Excerpt:
+ + + + + + +
There is just one problem here. How do I know that the glory of God will benefit me? The short answer is that God’s glory includes your salvation, the resurrection body, and the new heavens and the new earth. But a further answer to that question involves this question: are you living for the glory of God, or for the glory of you? The first question from the Westminster Shorter Catechism is this: what is the chief end of man? That is (to paraphrase), what is the meaning of life? Why are we here? The answer is to glorify God and to enjoy Him forever. Now, the glorifying of God happens first in this life, although it certainly continues into eternity. However, the enjoying of God starts in this life, but only really comes into its own in the next life. But don’t miss the point of that answer: to glorify God is our highest goal and meaning in life. Glory be to God alone. If you are living for yourself, and for what you can get out of life, and living selfishly, making every decision in reference to how it will benefit you, then you are in trouble. You are living in such a way that you will never find fulfillment. God does not honor people who do not live for God’s glory, but live instead for themselves. You will never be happy if you live for your own glory. God sets it up so that that path is inherently miserable. The richest people in the world cannot be happy if they trust to their wealth. Suicide is very common among the wealthiest people.

However, our very nature is that of glory-thieves. We do want glory for ourselves. It was the sin of Adam and Eve that they wanted to steal glory away from God and keep it for themselves. In other words, in and of ourselves, we cannot live for God’s glory. What we need is the saving grace of Jesus Christ to enter our hearts. That is why Paul says here “according to his power that is at work within us.” We cannot live for God’s glory unless God gives us new life, the Holy Spirit, Christ’s righteousness, the power of God to change. Has God done this for you? He invites you to come and receive His grace. When that happens, you will be forever changed from a glory-thief into a work of God’s art.
+ + + + + + +
Set of tasks:
- a) List the things that, according to the passage on living for God's glory, God must give before we can live for His glory.
- b) Echo a stretch of the passage on living for God's glory. Begin at the words "However, our very" and stop after the words "of God’s art.".
- c) Write what follows the last sentence of the passage on living for God's glory.

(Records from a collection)
+ + + + + + +
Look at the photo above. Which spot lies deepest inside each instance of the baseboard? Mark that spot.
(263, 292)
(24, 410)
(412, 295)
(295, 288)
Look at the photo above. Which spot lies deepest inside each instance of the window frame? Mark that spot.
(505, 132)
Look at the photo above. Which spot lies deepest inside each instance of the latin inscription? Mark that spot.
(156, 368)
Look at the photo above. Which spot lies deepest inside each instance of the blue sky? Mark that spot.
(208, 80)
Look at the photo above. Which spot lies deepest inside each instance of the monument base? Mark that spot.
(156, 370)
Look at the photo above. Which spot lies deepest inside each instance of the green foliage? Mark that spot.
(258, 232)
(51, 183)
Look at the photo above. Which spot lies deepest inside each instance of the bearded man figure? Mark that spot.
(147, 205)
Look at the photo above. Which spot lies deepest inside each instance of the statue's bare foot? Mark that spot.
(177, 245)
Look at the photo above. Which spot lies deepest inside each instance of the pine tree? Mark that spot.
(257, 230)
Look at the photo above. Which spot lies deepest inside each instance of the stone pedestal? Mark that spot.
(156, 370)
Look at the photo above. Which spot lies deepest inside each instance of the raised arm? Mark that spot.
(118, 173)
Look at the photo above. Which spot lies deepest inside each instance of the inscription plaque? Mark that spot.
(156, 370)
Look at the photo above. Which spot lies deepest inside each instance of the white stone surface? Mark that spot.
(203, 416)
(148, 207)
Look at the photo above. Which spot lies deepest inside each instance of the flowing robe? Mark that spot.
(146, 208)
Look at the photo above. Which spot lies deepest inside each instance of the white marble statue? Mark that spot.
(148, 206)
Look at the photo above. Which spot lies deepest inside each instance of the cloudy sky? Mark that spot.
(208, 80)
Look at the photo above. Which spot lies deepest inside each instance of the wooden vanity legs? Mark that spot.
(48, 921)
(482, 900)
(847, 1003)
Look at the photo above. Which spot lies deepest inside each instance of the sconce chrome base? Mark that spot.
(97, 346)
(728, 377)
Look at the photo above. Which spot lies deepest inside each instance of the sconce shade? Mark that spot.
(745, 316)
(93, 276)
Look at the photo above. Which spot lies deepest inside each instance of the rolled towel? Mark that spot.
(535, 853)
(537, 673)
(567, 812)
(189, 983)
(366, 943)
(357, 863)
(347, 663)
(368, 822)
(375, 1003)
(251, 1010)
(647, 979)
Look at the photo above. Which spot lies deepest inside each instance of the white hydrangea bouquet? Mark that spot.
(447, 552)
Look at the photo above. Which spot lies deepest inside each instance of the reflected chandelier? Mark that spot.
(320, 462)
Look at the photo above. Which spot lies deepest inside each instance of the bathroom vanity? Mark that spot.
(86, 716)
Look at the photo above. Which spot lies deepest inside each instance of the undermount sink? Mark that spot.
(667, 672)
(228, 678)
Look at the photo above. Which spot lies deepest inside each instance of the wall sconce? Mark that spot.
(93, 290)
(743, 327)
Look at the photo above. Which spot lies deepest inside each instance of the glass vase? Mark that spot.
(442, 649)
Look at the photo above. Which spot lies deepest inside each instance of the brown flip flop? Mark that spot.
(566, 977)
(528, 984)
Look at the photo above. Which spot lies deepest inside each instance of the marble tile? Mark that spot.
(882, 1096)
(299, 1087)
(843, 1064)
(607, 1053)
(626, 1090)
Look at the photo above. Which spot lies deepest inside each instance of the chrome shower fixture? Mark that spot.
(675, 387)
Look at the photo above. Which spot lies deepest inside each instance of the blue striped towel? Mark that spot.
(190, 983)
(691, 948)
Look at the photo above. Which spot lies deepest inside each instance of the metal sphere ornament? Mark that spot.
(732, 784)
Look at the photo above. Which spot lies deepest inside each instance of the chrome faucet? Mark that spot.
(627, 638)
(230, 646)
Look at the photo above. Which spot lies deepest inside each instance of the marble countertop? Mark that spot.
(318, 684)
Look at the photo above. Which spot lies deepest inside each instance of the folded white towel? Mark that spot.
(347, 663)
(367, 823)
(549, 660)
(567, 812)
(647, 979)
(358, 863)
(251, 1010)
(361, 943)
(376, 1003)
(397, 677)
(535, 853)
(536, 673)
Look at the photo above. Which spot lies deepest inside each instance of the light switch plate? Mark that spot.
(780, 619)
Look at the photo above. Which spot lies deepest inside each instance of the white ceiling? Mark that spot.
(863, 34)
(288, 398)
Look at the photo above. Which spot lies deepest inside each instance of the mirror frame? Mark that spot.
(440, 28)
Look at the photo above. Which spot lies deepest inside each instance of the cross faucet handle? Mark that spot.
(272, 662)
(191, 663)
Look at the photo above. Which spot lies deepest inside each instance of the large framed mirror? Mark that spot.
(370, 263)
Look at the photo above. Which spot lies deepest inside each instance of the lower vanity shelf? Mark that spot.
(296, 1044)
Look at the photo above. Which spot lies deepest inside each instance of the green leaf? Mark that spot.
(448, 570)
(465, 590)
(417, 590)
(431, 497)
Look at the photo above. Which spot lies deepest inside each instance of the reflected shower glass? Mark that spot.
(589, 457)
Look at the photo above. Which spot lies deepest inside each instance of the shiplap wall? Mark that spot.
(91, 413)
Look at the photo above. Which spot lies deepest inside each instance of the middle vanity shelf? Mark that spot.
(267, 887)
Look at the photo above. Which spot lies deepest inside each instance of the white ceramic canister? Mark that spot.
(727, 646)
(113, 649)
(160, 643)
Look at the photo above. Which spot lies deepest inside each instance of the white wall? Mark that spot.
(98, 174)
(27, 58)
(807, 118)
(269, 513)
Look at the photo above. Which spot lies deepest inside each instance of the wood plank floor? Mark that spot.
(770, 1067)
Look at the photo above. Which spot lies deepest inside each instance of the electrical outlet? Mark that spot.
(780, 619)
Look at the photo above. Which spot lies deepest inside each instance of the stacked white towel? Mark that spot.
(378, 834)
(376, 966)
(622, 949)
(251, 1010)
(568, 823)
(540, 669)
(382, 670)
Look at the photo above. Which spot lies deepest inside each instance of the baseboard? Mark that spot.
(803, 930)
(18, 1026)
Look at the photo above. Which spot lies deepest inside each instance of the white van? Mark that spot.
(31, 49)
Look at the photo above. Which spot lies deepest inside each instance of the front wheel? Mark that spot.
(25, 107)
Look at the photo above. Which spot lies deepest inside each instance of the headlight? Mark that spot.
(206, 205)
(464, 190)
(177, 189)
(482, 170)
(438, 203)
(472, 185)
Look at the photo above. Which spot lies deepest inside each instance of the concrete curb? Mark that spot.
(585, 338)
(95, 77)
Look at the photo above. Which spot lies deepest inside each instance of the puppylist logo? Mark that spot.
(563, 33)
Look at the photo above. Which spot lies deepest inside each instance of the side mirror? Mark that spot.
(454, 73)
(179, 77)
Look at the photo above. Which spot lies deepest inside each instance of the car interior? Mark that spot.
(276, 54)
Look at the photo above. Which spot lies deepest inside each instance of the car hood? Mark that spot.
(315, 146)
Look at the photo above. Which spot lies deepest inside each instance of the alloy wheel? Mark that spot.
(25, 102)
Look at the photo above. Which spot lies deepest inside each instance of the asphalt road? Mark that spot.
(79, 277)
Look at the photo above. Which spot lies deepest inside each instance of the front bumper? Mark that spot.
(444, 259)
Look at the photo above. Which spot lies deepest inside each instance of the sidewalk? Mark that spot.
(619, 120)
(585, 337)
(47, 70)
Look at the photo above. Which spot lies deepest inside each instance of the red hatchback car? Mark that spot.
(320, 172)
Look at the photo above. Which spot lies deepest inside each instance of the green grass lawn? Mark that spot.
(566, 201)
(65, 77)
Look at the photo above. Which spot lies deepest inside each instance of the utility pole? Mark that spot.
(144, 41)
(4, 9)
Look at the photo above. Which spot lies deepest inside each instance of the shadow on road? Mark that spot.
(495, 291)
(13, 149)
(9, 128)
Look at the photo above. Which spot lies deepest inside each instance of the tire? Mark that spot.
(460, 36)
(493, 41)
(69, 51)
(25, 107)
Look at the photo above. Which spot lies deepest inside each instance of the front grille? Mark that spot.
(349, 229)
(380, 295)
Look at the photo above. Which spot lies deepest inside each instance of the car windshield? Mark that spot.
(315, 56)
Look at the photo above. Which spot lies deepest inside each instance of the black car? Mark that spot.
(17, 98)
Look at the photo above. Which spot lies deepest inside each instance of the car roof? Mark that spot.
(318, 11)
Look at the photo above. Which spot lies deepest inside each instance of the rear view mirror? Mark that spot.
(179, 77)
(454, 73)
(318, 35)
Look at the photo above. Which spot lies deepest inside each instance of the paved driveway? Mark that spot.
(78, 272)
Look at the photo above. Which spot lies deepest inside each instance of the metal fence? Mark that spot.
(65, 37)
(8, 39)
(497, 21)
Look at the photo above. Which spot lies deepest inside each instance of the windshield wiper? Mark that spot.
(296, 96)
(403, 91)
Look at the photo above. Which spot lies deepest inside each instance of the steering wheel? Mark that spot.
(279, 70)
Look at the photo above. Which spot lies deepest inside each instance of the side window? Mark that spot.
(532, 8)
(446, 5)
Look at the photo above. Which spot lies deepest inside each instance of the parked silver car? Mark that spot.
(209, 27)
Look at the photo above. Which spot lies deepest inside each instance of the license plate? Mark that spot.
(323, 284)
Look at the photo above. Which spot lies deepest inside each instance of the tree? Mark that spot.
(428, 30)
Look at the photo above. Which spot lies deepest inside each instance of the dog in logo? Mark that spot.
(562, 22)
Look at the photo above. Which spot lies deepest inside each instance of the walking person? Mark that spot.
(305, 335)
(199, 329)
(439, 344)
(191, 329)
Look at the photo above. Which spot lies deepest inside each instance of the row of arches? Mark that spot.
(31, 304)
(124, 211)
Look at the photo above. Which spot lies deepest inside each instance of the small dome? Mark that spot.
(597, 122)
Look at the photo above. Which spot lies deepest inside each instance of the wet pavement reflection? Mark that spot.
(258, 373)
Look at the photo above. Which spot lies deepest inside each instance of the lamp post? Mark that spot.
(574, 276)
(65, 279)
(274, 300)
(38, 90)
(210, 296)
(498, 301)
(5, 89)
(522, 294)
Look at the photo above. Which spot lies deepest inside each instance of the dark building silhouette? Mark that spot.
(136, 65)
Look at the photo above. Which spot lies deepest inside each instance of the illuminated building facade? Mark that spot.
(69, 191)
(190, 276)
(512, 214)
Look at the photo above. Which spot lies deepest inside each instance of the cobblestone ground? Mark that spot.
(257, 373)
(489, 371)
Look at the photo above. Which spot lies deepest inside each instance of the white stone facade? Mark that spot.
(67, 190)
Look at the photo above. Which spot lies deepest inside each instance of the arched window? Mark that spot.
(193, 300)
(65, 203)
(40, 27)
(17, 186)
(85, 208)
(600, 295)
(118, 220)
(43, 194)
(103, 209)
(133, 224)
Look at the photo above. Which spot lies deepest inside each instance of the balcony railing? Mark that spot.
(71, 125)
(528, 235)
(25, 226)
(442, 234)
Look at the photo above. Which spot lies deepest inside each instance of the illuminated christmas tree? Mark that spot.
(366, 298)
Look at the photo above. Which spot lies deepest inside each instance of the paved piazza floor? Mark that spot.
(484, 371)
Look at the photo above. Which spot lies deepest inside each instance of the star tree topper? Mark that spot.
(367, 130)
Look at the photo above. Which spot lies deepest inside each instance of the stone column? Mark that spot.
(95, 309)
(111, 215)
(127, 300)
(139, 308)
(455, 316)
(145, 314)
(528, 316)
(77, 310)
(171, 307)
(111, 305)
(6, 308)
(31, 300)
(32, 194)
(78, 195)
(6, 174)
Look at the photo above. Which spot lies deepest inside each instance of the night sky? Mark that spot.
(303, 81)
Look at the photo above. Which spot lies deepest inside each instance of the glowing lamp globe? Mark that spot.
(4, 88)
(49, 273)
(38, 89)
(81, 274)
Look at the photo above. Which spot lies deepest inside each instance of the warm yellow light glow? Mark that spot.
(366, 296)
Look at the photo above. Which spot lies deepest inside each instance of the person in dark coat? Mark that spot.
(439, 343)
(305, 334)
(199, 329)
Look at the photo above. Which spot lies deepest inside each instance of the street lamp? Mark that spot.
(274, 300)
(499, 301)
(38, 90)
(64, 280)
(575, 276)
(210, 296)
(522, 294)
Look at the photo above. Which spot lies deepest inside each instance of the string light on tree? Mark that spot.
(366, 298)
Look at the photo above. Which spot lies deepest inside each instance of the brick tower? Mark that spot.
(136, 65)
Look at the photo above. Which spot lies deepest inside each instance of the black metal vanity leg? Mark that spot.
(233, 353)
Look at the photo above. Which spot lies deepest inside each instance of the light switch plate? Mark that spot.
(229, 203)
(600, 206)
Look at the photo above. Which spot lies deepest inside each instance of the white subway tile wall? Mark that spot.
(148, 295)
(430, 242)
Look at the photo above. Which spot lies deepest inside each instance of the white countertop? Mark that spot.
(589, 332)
+ + + + + + +
Solved tasks:
- a) new life, the Holy Spirit, Christ's righteousness, the power of God to change

- b)
However, our very nature is that of glory-thieves. We do want glory for ourselves. It was the sin of Adam and Eve that they wanted to steal glory away from God and keep it for themselves. In other words, in and of ourselves, we cannot live for God’s glory. What we need is the saving grace of Jesus Christ to enter our hearts. That is why Paul says here “according to his power that is at work within us.” We cannot live for God’s glory unless God gives us new life, the Holy Spirit, Christ’s righteousness, the power of God to change. Has God done this for you? He invites you to come and receive His grace. When that happens, you will be forever changed from a glory-thief into a work of God’s art.

- c)
Another point of application comes from noticing this phrase “in the church.” God’s glory is manifested in the church. This has been the theme of the first three chapters of Ephesians. Glory be to God alone in the church. Notice that Paul immediately goes on to mention the Husband of the church, Jesus Christ. We can never consider the church or Jesus Christ without considering the other, since they constitute the heavenly marriage. God’s glory is ultimately manifested in the union of Christ and His church. So, the application is this: are you seeking the glory of God in the church? Do you seek to edify your fellow believers and build them up and encourage them in the faith? Do you pray for one another? This is so crucial to our spiritual development. Not only does our faith mature when we pray for one another. But also God uses our prayers to help the person for whom we are praying. God uses us as His instruments to bring spiritual maturity and spiritual growth to the church. Our church may not have unlimited potential for expanding in numbers. We do have some potential, which we should explore to the very best of our abilities and gifts. But there is another growth that is equally important, and that is our spiritual growth. God is glorified, since it is by the means of God’s grace that we grow. So, in making use of the means of grace, you bring glory to God. Just make sure that you don’t use the means of grace for selfish, self-glorifying reasons. Use the means of grace, knowing and intending that your spiritual growth brings glory to God.

So, whatever you do, no matter how big or small, do it for the glory of God. Obviously, you cannot sin for the glory of God. But any good act should be done for the glory of God. That is our purpose in life. Trust in Christ Jesus, for that brings the most glory to God, the salvation of His people. And God will do infinitely more than you can ask or imagine. In fact, it is the new heavens and the new earth that He will do for you.